▶ PROMPT: Present each line of the listing below as a Markdown table with the columns Number and Content, skipping blank lines. Leave the pictures out.

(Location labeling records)
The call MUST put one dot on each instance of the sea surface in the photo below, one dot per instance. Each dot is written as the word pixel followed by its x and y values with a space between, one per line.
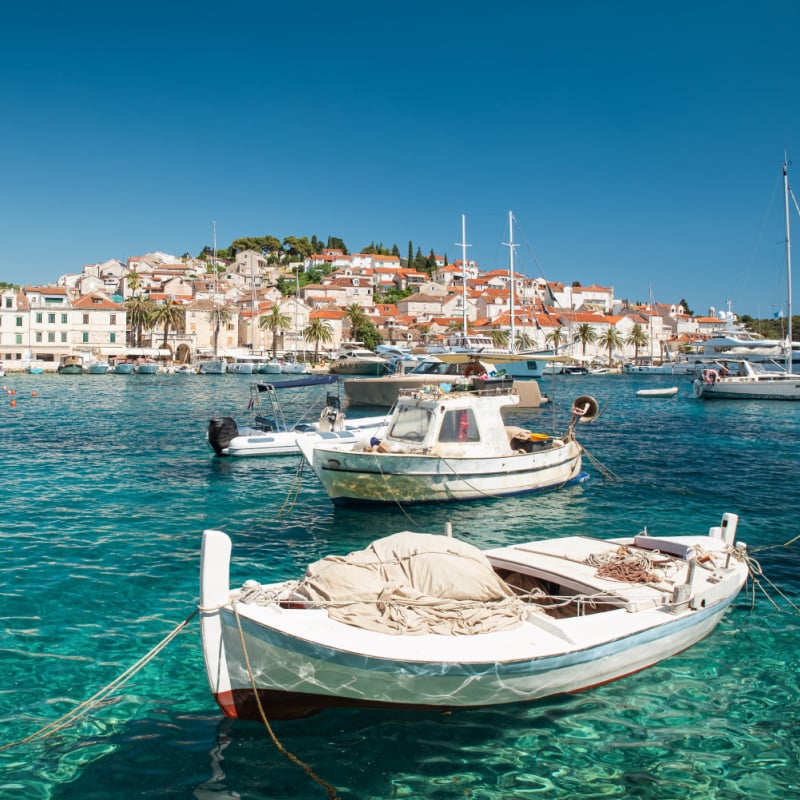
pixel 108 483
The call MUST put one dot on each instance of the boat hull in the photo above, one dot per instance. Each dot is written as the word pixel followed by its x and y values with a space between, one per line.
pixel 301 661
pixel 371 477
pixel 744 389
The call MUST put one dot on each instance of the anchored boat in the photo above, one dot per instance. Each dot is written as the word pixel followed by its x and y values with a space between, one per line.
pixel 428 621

▶ COMPLETE RESPONSE:
| Number | Content |
|---|---|
| 1 | The call MUST put one dot on each instance of the sea surface in the photo below, one dot per instance. Each dot is written as the word pixel followed by its x and y values with a space between, one per line. |
| 2 | pixel 108 483 |
| 3 | The call MUST put one dot on each instance of the boat hull in the photo above, one dot per instance. Each dot is written as the word pixel followed by its x and y values with a space between, one per line. |
| 4 | pixel 301 661 |
| 5 | pixel 371 477 |
| 6 | pixel 744 389 |
| 7 | The call MUST put one dot on each instance of the anchored boat in the photo above, one dot per instance. Each dot is written as the word pixel followed by its x and y values with a space between, one per line. |
| 8 | pixel 428 621 |